Scopo dell'esercizio: Ricopia tale e quale un pezzo del brano sulla carità. Parti dalle parole "Un amore del" e fermati dopo "i figli prediletti.".

Brano:
Grande Iddio, come siete buono nel porgermi tanta forza per sollevare gli altri!
L’amore del prossimo è il conforto della vita.
Un amore del prossimo, dolce e soave, è il più bel dono che si possa avere quaggiù da Dio.
Solamente l’uomo caritatevole può pensare all’avvenire con mente serena e con cuore tranquillo.
Quaggiù, come il maggior tormento è odiare il fratello, così la maggiore consolazione è sollevarlo dalle sue miserie.
Perché il profumo della carità ascenda fino al Paradiso, bisogna che prima di dare consacriamo il dono tingendolo nel Sangue delle Piaghe Sacrosante del Redentore.
Passare la vita facendo il bene è la consolazione più cara e la benedizione più eletta che il Signore concede ai suoi figli, perché fare la carità è farla a Dio di cui i poveri sono i figli prediletti.

Materiale fornito:
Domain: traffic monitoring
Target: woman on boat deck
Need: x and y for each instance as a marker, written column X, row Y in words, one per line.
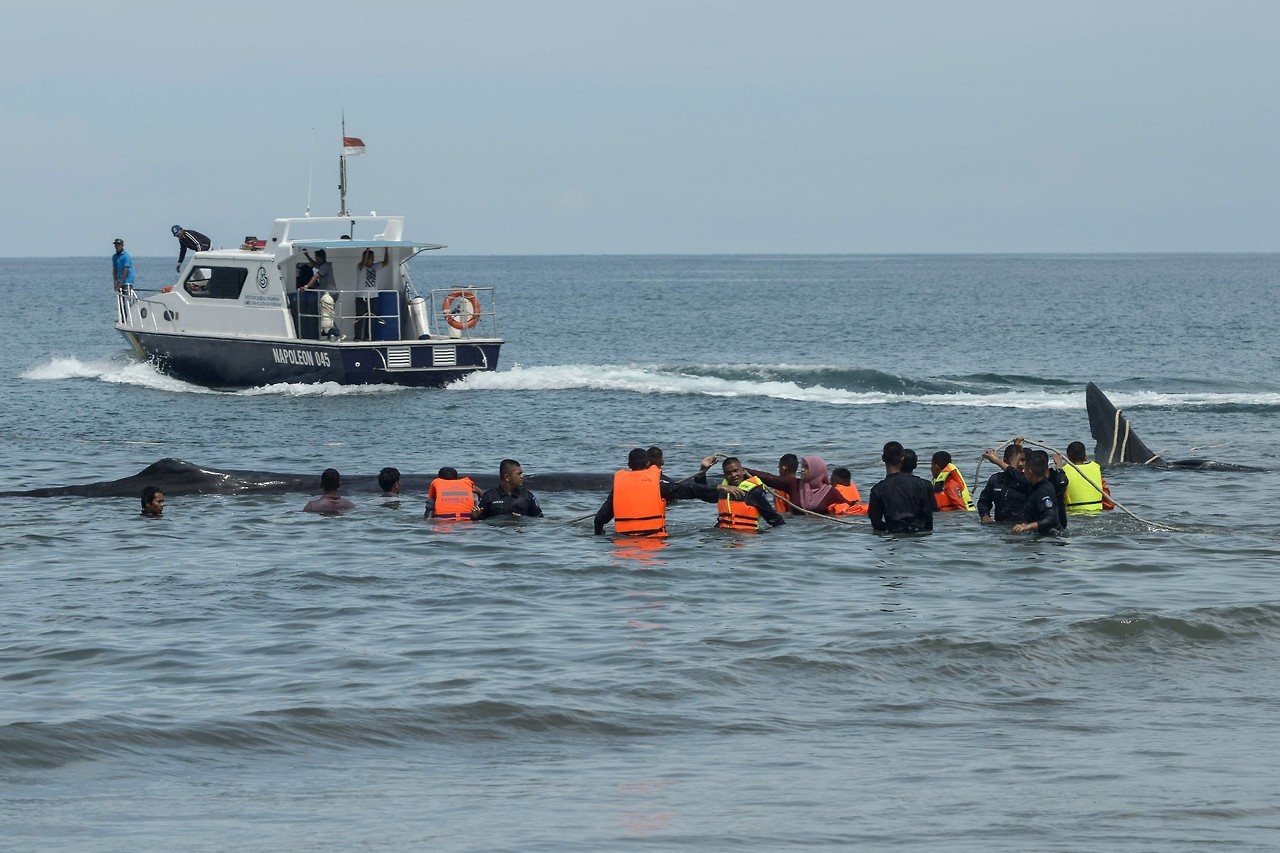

Risultato:
Un amore del prossimo, dolce e soave, è il più bel dono che si possa avere quaggiù da Dio.
Solamente l’uomo caritatevole può pensare all’avvenire con mente serena e con cuore tranquillo.
Quaggiù, come il maggior tormento è odiare il fratello, così la maggiore consolazione è sollevarlo dalle sue miserie.
Perché il profumo della carità ascenda fino al Paradiso, bisogna che prima di dare consacriamo il dono tingendolo nel Sangue delle Piaghe Sacrosante del Redentore.
Passare la vita facendo il bene è la consolazione più cara e la benedizione più eletta che il Signore concede ai suoi figli, perché fare la carità è farla a Dio di cui i poveri sono i figli prediletti.